Out of the material that follows, write out exactly the lines from the line with "Query: nose of the blonde woman" to the line with "Query: woman's bare", both ends included, and no others.

——————

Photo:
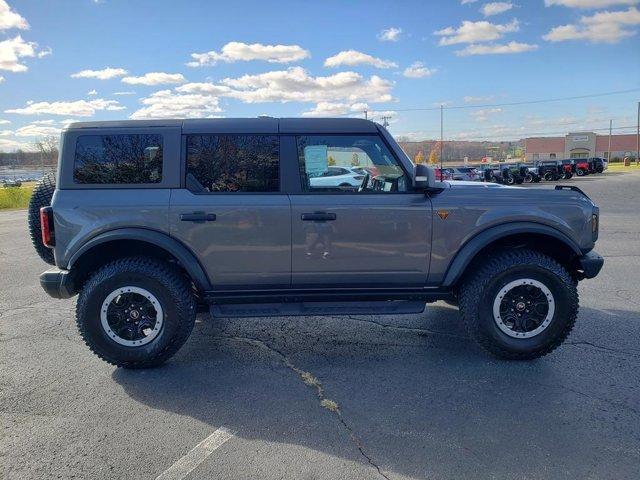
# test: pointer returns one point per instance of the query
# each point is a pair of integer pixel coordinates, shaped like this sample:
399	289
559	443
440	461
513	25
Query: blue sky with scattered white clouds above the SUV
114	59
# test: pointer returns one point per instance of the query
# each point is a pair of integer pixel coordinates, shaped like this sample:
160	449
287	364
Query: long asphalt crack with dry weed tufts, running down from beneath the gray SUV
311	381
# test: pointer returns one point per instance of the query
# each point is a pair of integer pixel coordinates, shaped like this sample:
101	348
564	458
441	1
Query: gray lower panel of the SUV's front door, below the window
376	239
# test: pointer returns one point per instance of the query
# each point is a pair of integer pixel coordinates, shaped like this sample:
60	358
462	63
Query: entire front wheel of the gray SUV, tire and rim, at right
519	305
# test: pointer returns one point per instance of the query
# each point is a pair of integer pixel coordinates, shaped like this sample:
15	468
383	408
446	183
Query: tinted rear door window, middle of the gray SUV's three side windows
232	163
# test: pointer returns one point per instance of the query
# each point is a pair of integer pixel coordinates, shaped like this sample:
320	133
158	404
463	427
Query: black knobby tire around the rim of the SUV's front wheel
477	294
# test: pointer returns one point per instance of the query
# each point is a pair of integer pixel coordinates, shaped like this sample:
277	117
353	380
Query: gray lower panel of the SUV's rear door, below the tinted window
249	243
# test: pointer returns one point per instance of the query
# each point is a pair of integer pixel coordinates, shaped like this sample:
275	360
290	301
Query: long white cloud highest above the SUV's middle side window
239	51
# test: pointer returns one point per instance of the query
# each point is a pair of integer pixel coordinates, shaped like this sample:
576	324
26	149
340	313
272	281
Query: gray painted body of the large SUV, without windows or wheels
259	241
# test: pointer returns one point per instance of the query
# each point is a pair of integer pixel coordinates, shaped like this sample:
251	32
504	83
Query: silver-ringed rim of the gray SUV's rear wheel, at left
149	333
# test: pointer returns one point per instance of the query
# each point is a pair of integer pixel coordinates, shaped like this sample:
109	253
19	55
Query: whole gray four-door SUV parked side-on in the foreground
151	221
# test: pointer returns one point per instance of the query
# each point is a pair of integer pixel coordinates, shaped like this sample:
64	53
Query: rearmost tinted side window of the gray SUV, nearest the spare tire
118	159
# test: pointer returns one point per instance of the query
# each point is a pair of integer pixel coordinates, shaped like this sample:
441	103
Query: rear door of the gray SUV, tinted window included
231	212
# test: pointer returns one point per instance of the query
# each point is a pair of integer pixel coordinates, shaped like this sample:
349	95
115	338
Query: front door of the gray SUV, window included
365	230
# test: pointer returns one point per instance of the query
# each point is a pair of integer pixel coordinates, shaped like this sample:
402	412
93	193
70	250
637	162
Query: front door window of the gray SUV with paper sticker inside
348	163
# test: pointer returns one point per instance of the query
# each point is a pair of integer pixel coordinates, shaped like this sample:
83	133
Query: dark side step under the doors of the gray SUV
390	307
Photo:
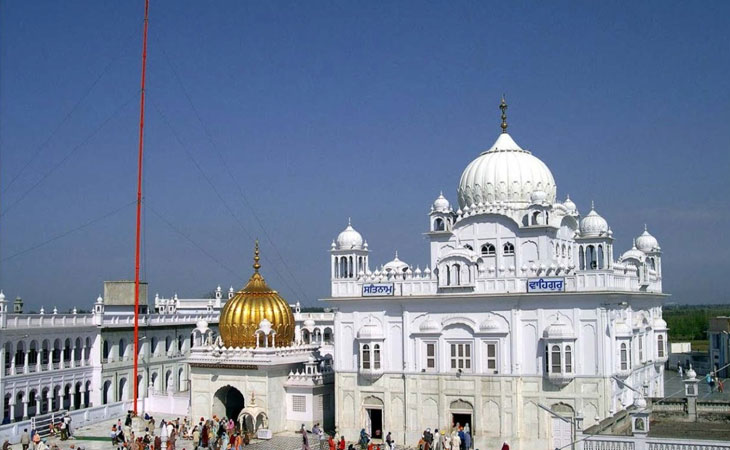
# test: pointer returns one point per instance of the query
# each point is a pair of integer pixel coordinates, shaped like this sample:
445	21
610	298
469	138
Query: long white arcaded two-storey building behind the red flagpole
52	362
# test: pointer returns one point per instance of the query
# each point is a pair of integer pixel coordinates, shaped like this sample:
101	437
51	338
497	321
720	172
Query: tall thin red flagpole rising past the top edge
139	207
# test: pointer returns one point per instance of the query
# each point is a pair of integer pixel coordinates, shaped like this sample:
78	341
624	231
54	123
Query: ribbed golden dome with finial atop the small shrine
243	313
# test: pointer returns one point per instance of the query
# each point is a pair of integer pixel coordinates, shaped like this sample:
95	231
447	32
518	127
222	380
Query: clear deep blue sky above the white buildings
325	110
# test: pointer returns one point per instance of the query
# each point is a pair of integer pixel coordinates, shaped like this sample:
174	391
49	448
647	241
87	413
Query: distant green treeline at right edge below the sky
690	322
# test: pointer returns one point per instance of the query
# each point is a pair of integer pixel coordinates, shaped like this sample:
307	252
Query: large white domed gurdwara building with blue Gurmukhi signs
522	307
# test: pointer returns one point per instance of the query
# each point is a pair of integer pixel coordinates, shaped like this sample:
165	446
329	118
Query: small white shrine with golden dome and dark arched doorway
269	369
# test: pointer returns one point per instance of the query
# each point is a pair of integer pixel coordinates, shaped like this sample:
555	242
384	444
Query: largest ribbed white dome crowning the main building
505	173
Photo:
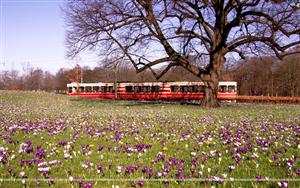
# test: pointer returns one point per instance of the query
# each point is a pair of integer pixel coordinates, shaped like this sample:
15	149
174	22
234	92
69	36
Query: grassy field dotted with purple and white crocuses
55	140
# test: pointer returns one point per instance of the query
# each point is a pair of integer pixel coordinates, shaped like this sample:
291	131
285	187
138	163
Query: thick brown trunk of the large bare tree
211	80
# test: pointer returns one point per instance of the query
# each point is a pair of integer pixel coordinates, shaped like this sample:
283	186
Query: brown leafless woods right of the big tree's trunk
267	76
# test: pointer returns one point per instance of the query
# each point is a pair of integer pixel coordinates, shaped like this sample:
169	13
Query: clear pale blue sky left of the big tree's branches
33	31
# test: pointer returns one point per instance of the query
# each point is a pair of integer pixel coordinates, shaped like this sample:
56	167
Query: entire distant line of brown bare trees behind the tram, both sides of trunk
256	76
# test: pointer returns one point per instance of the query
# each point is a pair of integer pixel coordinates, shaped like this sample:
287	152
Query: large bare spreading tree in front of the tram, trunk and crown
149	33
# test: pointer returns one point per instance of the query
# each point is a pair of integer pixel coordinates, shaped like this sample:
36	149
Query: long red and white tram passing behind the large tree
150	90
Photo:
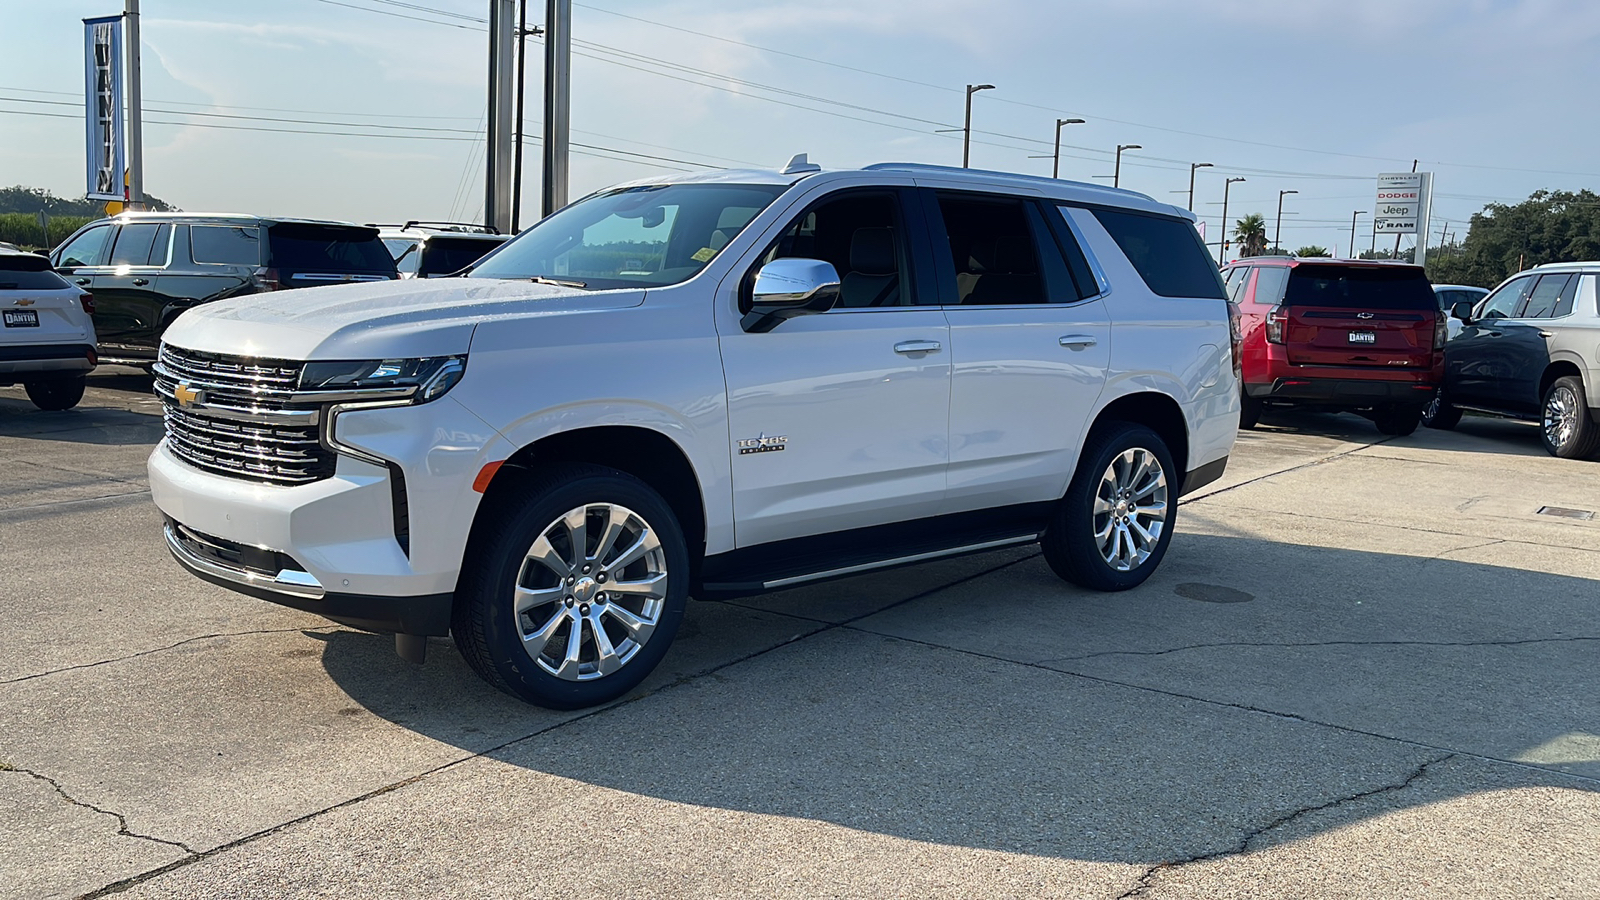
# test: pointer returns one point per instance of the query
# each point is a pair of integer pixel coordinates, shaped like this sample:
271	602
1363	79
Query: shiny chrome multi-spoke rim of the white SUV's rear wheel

——————

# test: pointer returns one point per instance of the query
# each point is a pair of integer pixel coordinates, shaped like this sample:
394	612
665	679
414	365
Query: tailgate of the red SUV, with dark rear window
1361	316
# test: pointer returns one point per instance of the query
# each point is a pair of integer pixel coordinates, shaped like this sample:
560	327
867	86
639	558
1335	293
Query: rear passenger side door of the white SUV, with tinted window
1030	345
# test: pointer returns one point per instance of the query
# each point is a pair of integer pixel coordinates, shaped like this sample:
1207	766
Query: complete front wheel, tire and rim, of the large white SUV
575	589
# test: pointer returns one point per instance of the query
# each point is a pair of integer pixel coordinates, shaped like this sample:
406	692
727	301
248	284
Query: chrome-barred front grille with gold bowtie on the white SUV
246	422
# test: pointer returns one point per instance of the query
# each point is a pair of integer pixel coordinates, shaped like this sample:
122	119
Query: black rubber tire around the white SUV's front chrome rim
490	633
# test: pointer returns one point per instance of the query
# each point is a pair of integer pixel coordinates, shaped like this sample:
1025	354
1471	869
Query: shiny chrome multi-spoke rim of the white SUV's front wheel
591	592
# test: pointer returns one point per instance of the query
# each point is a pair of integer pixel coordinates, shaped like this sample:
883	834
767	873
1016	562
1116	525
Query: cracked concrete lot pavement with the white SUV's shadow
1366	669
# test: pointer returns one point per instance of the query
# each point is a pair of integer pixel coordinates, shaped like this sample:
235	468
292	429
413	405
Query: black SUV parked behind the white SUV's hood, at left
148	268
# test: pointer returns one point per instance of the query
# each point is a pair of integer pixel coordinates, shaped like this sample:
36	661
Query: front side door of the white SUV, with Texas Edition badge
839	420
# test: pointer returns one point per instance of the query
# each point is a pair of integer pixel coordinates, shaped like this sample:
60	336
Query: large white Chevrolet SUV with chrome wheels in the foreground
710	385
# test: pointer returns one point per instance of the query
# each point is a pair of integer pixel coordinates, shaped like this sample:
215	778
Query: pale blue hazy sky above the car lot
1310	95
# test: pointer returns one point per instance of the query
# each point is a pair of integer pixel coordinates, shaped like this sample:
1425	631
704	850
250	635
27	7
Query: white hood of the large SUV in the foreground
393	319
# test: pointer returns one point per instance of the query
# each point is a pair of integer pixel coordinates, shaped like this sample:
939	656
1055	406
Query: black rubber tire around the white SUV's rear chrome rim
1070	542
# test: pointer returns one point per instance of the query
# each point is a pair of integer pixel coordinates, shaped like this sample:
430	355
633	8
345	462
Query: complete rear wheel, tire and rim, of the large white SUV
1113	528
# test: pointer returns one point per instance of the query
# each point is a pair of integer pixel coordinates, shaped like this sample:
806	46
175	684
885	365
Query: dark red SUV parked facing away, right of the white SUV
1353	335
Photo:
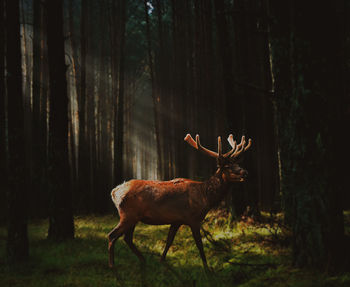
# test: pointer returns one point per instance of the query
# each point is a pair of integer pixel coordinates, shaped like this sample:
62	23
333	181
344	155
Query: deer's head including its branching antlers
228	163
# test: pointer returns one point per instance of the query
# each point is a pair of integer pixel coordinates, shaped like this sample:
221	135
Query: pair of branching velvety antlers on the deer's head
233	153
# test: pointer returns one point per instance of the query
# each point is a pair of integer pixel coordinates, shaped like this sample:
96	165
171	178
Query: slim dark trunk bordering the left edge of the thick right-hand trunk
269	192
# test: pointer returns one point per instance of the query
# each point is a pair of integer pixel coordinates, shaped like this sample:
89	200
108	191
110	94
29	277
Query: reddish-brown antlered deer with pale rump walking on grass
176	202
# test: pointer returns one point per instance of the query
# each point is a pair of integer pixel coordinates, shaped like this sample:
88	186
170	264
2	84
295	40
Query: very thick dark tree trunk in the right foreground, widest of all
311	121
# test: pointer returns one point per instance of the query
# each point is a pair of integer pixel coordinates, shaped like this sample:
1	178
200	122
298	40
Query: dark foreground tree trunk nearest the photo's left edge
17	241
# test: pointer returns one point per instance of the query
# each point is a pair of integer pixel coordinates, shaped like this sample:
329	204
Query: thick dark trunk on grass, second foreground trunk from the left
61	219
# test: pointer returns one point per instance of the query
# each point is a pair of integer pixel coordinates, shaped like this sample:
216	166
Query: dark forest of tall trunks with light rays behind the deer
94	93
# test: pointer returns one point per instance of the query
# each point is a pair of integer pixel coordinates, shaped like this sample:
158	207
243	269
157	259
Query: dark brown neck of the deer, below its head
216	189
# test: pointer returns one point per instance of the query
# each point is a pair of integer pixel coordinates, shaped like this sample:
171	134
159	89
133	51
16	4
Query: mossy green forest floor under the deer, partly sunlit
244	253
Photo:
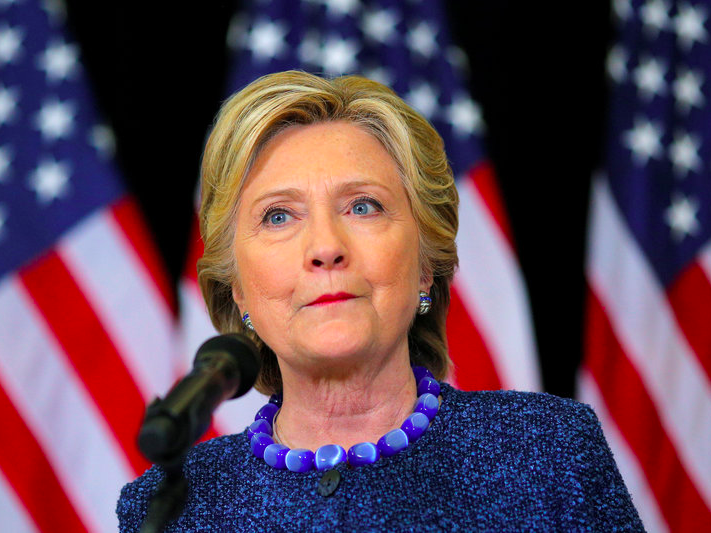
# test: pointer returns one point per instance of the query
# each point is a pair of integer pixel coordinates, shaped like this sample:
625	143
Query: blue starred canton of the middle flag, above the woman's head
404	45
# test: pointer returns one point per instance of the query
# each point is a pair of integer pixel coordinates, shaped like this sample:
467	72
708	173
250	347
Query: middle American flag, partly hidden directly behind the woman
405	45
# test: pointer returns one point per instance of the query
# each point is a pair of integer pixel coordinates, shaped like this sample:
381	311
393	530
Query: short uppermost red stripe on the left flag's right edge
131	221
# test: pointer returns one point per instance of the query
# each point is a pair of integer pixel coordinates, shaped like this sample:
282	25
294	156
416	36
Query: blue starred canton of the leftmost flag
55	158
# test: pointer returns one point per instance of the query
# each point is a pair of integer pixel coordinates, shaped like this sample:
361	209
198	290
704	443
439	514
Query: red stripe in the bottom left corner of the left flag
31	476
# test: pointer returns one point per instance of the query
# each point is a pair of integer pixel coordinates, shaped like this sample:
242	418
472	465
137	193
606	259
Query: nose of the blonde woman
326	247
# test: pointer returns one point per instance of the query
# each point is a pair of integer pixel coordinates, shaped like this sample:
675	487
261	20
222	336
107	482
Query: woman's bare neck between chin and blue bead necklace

——————

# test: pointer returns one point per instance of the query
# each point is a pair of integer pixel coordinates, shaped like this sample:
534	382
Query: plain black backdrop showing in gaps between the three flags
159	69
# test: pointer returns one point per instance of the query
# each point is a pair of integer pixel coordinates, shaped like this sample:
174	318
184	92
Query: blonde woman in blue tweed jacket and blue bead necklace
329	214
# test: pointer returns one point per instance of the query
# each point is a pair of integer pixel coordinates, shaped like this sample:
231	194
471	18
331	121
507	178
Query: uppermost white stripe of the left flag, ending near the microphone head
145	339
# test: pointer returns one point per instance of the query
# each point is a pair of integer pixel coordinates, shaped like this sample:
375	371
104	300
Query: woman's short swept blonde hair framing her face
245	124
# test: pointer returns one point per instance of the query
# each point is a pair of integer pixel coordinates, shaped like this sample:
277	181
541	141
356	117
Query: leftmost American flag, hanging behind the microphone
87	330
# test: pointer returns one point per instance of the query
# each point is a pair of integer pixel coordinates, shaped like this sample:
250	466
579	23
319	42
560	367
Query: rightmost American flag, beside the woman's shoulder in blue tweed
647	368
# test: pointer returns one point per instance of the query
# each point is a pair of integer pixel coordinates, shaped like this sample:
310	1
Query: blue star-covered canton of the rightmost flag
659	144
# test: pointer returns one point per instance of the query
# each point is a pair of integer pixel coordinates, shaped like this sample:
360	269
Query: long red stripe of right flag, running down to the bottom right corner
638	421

——————

RESULT OF THE TASK —
Query: nose of the blonde woman
326	247
# test: pointer returns one point per instance of the query
# each point is a pair of integer pixel coordinates, shaped like this sample:
675	487
261	20
222	336
107	482
Query: woman's bare neck between chin and blue bead necklace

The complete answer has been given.